With both ends included, repeat exactly the lines of the entries below from the one containing "frame of the" down to the one containing "on the right", and no others.

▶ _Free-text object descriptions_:
------------------------------------------------------------------------

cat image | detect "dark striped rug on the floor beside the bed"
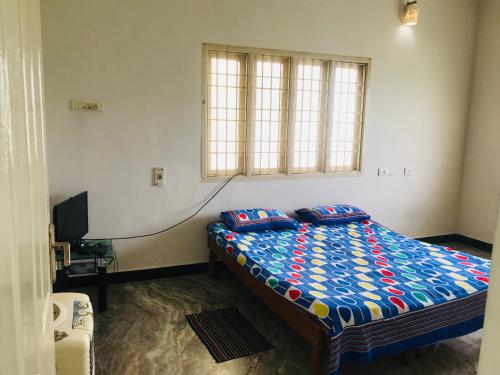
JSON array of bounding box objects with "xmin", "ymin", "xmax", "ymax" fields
[{"xmin": 186, "ymin": 308, "xmax": 273, "ymax": 363}]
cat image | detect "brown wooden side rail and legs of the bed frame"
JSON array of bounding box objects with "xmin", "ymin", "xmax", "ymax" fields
[{"xmin": 208, "ymin": 237, "xmax": 329, "ymax": 375}]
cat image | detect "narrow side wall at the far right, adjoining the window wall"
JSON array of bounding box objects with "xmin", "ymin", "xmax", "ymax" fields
[{"xmin": 459, "ymin": 0, "xmax": 500, "ymax": 243}]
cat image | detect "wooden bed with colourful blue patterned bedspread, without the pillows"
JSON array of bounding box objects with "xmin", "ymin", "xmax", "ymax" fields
[{"xmin": 208, "ymin": 220, "xmax": 490, "ymax": 375}]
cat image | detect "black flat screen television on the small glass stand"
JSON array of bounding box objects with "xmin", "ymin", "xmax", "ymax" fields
[{"xmin": 52, "ymin": 191, "xmax": 89, "ymax": 243}]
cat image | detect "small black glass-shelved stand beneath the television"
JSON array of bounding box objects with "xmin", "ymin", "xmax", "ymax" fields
[{"xmin": 54, "ymin": 240, "xmax": 115, "ymax": 311}]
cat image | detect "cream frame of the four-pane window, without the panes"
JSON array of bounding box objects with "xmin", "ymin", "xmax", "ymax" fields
[{"xmin": 201, "ymin": 43, "xmax": 372, "ymax": 181}]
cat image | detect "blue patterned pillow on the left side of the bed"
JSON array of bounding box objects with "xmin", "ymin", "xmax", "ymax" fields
[{"xmin": 220, "ymin": 208, "xmax": 299, "ymax": 232}]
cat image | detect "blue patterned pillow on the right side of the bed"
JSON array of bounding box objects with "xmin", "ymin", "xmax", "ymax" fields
[{"xmin": 295, "ymin": 204, "xmax": 370, "ymax": 225}]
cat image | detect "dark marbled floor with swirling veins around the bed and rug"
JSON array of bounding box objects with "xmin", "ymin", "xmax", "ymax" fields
[{"xmin": 78, "ymin": 243, "xmax": 490, "ymax": 375}]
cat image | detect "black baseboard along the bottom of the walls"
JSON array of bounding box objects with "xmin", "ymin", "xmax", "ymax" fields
[{"xmin": 62, "ymin": 233, "xmax": 493, "ymax": 288}]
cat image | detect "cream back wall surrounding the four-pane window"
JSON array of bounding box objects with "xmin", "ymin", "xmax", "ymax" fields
[{"xmin": 42, "ymin": 0, "xmax": 477, "ymax": 270}]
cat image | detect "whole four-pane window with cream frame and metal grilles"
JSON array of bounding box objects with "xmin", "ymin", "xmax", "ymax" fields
[{"xmin": 203, "ymin": 45, "xmax": 369, "ymax": 177}]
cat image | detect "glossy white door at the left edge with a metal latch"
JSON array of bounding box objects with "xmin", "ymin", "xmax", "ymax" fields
[{"xmin": 0, "ymin": 0, "xmax": 55, "ymax": 375}]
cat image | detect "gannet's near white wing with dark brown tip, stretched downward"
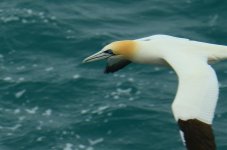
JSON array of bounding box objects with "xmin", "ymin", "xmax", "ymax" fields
[{"xmin": 165, "ymin": 52, "xmax": 218, "ymax": 150}]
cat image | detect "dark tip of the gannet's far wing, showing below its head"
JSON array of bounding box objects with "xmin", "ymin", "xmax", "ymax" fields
[{"xmin": 104, "ymin": 56, "xmax": 131, "ymax": 73}]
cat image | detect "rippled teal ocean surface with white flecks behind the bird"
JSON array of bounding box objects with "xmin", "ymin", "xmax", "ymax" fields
[{"xmin": 0, "ymin": 0, "xmax": 227, "ymax": 150}]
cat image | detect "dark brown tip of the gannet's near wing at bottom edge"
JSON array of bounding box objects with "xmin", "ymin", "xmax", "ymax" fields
[{"xmin": 178, "ymin": 119, "xmax": 216, "ymax": 150}]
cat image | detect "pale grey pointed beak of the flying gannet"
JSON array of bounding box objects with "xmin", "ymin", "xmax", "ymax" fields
[{"xmin": 83, "ymin": 52, "xmax": 112, "ymax": 63}]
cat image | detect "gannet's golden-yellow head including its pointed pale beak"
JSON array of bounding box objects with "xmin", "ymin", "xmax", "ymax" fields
[{"xmin": 83, "ymin": 40, "xmax": 138, "ymax": 63}]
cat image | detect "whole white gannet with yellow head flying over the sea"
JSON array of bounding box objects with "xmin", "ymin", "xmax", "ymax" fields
[{"xmin": 83, "ymin": 35, "xmax": 227, "ymax": 150}]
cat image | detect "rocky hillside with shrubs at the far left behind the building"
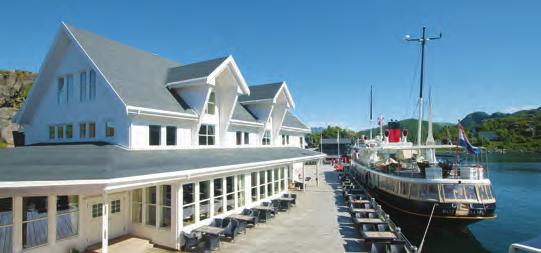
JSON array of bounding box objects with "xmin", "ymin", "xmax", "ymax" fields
[{"xmin": 0, "ymin": 70, "xmax": 36, "ymax": 148}]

------------------------------------------------------------------------

▶ _RESPONSE BOX_:
cat image | detect "cream frame of the four-pane window, without the panes"
JSON array of bounding box objects with "xmin", "ymin", "xmax", "ymax" fields
[{"xmin": 201, "ymin": 43, "xmax": 372, "ymax": 181}]
cat image | detect "blue patterned pillow on the left side of the bed"
JSON array of bounding box objects with "xmin", "ymin", "xmax", "ymax" fields
[{"xmin": 220, "ymin": 208, "xmax": 299, "ymax": 232}]
cat image | detect "blue patterned pillow on the right side of the bed"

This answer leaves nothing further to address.